**PROVIDED MATERIAL:**
══════════════════════════════
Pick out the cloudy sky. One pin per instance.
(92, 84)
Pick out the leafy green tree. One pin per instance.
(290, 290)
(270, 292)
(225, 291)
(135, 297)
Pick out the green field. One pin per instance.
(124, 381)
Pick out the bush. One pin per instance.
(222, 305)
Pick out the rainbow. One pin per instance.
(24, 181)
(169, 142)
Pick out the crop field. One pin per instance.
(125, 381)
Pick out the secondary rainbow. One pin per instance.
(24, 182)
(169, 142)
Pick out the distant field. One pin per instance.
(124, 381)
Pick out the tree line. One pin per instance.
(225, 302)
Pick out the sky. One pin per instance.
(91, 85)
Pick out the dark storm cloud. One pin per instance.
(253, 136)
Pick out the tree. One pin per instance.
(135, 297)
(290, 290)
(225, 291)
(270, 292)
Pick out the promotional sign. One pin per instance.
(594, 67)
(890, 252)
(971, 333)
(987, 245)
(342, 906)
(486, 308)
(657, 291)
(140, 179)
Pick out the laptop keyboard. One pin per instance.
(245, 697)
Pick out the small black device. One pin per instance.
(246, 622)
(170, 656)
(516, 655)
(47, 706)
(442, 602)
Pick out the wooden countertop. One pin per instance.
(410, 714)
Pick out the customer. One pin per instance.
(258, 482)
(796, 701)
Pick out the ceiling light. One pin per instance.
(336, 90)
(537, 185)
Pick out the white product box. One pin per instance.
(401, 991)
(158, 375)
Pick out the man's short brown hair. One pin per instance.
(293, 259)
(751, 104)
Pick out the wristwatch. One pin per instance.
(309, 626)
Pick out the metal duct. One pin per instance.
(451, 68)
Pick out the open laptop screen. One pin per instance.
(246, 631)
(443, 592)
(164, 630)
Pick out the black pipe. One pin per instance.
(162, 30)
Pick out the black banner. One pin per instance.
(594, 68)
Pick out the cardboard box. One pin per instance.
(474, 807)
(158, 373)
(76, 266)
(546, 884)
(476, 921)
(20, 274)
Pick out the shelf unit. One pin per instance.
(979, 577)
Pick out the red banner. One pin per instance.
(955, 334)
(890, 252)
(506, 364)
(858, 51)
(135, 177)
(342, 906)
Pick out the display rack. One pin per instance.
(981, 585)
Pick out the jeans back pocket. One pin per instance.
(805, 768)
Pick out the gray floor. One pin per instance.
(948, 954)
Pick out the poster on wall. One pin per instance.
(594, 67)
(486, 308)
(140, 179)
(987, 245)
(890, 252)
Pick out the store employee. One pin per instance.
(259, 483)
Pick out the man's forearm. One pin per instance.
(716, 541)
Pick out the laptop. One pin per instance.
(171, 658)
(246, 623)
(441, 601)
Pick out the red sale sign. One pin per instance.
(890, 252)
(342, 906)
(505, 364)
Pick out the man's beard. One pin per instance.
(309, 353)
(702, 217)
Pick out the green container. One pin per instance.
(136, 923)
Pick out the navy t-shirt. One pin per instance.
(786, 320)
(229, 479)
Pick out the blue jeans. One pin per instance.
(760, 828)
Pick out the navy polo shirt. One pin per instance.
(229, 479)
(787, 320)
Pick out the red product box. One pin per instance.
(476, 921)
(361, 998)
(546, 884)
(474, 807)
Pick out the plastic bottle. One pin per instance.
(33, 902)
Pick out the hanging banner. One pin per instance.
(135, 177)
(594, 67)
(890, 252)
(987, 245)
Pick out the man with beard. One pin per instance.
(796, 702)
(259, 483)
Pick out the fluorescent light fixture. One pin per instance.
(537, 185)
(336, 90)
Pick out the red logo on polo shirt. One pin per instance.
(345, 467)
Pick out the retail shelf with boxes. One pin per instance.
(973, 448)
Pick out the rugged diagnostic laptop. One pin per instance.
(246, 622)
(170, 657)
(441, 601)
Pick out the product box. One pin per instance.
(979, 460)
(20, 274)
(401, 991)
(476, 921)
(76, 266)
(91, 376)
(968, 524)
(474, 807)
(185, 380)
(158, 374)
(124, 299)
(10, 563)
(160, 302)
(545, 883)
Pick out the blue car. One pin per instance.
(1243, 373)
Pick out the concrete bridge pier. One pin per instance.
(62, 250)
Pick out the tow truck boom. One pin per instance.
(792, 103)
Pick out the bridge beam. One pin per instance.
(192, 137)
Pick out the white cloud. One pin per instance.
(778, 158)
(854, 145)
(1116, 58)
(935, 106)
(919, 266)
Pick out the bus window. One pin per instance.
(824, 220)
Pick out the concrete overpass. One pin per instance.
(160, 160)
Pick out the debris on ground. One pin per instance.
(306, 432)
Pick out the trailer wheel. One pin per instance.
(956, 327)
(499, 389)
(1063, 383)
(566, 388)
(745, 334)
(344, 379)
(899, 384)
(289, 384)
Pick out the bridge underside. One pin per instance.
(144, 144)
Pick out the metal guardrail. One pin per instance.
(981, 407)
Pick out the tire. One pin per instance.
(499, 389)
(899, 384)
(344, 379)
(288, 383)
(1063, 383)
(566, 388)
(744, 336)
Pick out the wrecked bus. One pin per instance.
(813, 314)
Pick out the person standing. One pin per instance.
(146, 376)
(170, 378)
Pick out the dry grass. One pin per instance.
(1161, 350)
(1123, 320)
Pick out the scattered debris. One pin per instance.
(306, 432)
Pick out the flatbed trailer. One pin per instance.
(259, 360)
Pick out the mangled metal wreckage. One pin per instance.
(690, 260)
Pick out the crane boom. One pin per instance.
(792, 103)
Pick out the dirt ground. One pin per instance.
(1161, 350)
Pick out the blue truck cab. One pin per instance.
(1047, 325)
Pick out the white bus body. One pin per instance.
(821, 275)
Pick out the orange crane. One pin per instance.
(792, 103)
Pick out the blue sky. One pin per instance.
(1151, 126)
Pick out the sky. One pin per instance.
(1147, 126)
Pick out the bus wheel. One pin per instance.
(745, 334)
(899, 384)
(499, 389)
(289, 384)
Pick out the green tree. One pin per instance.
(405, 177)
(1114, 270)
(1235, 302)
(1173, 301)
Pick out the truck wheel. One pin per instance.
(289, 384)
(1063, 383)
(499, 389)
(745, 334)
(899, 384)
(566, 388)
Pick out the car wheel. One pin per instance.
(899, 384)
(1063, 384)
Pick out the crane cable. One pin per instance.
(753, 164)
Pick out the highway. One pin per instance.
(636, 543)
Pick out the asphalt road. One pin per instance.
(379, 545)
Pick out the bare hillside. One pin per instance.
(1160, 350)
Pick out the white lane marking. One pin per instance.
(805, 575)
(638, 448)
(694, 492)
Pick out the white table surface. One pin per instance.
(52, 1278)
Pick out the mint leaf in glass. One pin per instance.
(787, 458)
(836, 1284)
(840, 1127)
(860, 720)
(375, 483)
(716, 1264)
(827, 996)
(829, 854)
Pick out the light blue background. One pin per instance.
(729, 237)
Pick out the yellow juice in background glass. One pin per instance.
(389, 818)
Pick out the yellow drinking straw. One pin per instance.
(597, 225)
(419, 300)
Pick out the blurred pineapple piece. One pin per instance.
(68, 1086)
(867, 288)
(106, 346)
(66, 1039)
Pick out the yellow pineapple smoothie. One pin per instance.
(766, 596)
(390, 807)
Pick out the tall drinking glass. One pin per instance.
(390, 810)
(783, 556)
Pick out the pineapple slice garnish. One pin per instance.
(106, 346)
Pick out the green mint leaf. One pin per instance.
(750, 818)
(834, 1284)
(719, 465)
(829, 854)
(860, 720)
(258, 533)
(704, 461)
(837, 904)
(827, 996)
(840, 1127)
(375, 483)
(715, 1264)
══════════════════════════════
**WORK TO COMPLETE:** Write out the complete set of records exactly as given.

**TASK OUTPUT:**
Pick out the cloudy sky. One pin per instance.
(92, 84)
Pick out the leafy green tree. One pin per instance.
(290, 290)
(270, 292)
(225, 291)
(135, 297)
Pick out the green field. One pin per instance.
(124, 381)
Pick out the bush. One pin per instance.
(222, 305)
Pick out the rainbow. One pin per instance.
(24, 181)
(169, 142)
Pick out the crop field. One pin per instance.
(125, 381)
Pick out the secondary rainbow. One pin per instance.
(24, 182)
(169, 142)
Pick out the distant field. One pin per instance.
(124, 381)
Pick out the tree line. One pin per instance.
(225, 302)
Pick out the sky. One pin per instance.
(91, 85)
Pick out the dark storm cloud. One pin per instance.
(253, 136)
Pick out the tree. One pin per instance.
(135, 297)
(290, 290)
(225, 291)
(270, 292)
Pick out the promotional sign. One pin per instance.
(594, 67)
(890, 252)
(971, 333)
(987, 245)
(342, 906)
(486, 308)
(657, 291)
(140, 179)
Pick out the laptop keyboard. One pin per instance.
(245, 697)
Pick out the small black device. One pin per instance.
(246, 622)
(170, 656)
(516, 655)
(47, 706)
(442, 602)
Pick out the wooden countertop. One pin per instance.
(410, 714)
Pick out the customer. One pin per instance.
(258, 482)
(796, 701)
Pick out the ceiling light. One pin per instance.
(336, 90)
(537, 185)
Pick out the white product box. One pin per instance.
(401, 991)
(158, 375)
Pick out the man's short brown hair. One pin per instance.
(293, 259)
(751, 104)
Pick out the wristwatch. One pin per instance.
(309, 626)
Pick out the metal duct. One pin per instance.
(451, 68)
Pick out the open laptop screen. One pin per instance.
(246, 631)
(443, 592)
(164, 630)
Pick out the black pipe. One pin per instance.
(162, 30)
Pick out the black banner. One pin per instance.
(594, 68)
Pick out the cardboard box. One pin per instance.
(474, 807)
(158, 373)
(76, 266)
(546, 884)
(476, 921)
(20, 274)
Pick out the shelf unit. One pin per instance.
(979, 577)
Pick out the red banner. One pin per instance.
(955, 334)
(890, 252)
(506, 364)
(858, 51)
(135, 177)
(342, 906)
Pick out the display rack. One pin per instance.
(981, 585)
Pick out the jeans back pocket. One pin per instance.
(805, 768)
Pick out the gray floor. One pin per instance.
(948, 954)
Pick out the poster on wall. One pin per instance.
(594, 67)
(486, 308)
(140, 179)
(987, 245)
(890, 252)
Pick out the store employee. One pin per instance.
(259, 483)
Pick out the man's forearm. One pin per instance.
(716, 541)
Pick out the laptop. One pin per instance.
(171, 658)
(246, 623)
(441, 601)
Pick out the red sale sign. One pin per instance.
(890, 252)
(342, 906)
(505, 364)
Pick out the man's beard. One pin per instance.
(309, 353)
(702, 217)
Pick out the green container. One pin per instance.
(136, 923)
Pick out the navy t-shirt. One pin per instance.
(786, 320)
(229, 479)
Pick out the blue jeans. One pin per instance.
(760, 828)
Pick out the navy polo shirt. One pin per instance.
(229, 479)
(787, 320)
Pick out the red product box. One pin per instance.
(476, 921)
(361, 998)
(546, 884)
(474, 807)
Pick out the plastic bottle. One pin per instance.
(33, 902)
Pick out the hanging banner. One pin per instance.
(135, 177)
(594, 67)
(890, 252)
(987, 245)
Pick out the man with beard. One pin per instance.
(796, 702)
(259, 483)
Pick out the fluorescent light fixture. One pin per instance.
(537, 185)
(336, 90)
Pick out the red logo on polo shirt. One pin per instance.
(345, 467)
Pick out the retail shelf with boxes. One pin per instance.
(973, 448)
Pick out the rugged diagnostic laptop. One pin per instance.
(246, 622)
(170, 657)
(441, 601)
Pick out the product box. One pin per instance.
(979, 460)
(20, 274)
(401, 991)
(476, 921)
(76, 266)
(91, 376)
(968, 524)
(474, 807)
(185, 380)
(158, 374)
(124, 299)
(10, 563)
(160, 302)
(545, 883)
Pick out the blue car. One pin per instance.
(1243, 373)
Pick out the concrete bridge pier. One pin per instance.
(62, 250)
Pick out the tow truck boom. One pin per instance.
(792, 103)
Pick out the bridge beam. One pin per instance.
(192, 137)
Pick out the white cloud. One pin per instance.
(778, 158)
(854, 145)
(1116, 58)
(935, 106)
(919, 266)
Pick out the bus window. One pin per instance.
(824, 220)
Pick out the concrete overpass. One pin per instance.
(160, 160)
Pick out the debris on ground. One pin per instance.
(306, 432)
Pick out the trailer wheel. One pin per instance.
(956, 327)
(499, 389)
(1063, 383)
(566, 388)
(745, 334)
(344, 379)
(899, 384)
(289, 384)
Pick out the bridge underside. One pin per instance.
(144, 144)
Pick out the metal guardrail. One pin per instance.
(981, 407)
Pick out the tire. One pin per instance.
(499, 389)
(899, 384)
(344, 379)
(288, 383)
(1063, 383)
(566, 388)
(744, 336)
Pick out the wrecked bus. One pin per instance.
(813, 314)
Pick out the person standing. One pin per instance.
(146, 376)
(170, 378)
Pick out the dry grass. One pin per instance.
(1161, 350)
(1123, 320)
Pick out the scattered debris. One pin per instance.
(306, 432)
Pick out the flatbed trailer. One pin per instance.
(259, 360)
Pick out the mangled metal wreckage. One pin per instance.
(690, 260)
Pick out the crane boom. One pin per instance.
(792, 103)
Pick out the dirt ground. One pin per instance.
(1161, 350)
Pick out the blue truck cab. One pin per instance.
(1047, 325)
Pick out the white bus body. One pin per instance.
(821, 275)
Pick out the orange crane. One pin per instance.
(792, 103)
Pick out the blue sky. One pin per instance.
(1151, 126)
Pick out the sky. One pin per instance.
(1147, 126)
Pick out the bus wheel. One pin per instance.
(745, 334)
(899, 384)
(499, 389)
(289, 384)
Pick out the green tree. One pin per instance.
(405, 177)
(1114, 270)
(1235, 302)
(1173, 301)
Pick out the truck wheel. One pin per instance.
(289, 384)
(1063, 383)
(499, 389)
(745, 334)
(899, 384)
(566, 388)
Pick out the car wheel. One pin per instance.
(899, 384)
(1063, 384)
Pick out the crane cable. One pin per instance.
(753, 164)
Pick out the highway. One pin per instance.
(636, 543)
Pick out the asphalt road. One pin per instance.
(379, 545)
Pick out the bare hillside. One pin per instance.
(1160, 350)
Pick out the white lane marking. One pin per instance.
(805, 575)
(638, 448)
(694, 492)
Pick out the white table surface. One pin per instance.
(52, 1278)
Pick out the mint leaf in glass. One pin per instance.
(787, 458)
(836, 1284)
(840, 1127)
(860, 720)
(375, 483)
(716, 1264)
(827, 996)
(829, 854)
Pick out the light blue background. One pin per instance.
(729, 237)
Pick out the yellow juice in background glass. One pin per instance.
(389, 818)
Pick out the yellow drinking straw. One pin per instance.
(597, 225)
(419, 300)
Pick out the blurred pineapple piece. One pin per instance.
(68, 1086)
(867, 288)
(106, 346)
(66, 1039)
Pick out the yellow pineapple smoothie. One pin per instance.
(766, 596)
(390, 807)
Pick out the tall drinking glass. One pin per instance.
(390, 810)
(783, 556)
Pick out the pineapple slice garnish. One pin per instance.
(106, 346)
Pick out the green mint leaf. One pin per instance.
(750, 818)
(834, 1284)
(719, 465)
(829, 854)
(860, 720)
(258, 533)
(704, 461)
(837, 904)
(827, 996)
(840, 1127)
(375, 483)
(715, 1264)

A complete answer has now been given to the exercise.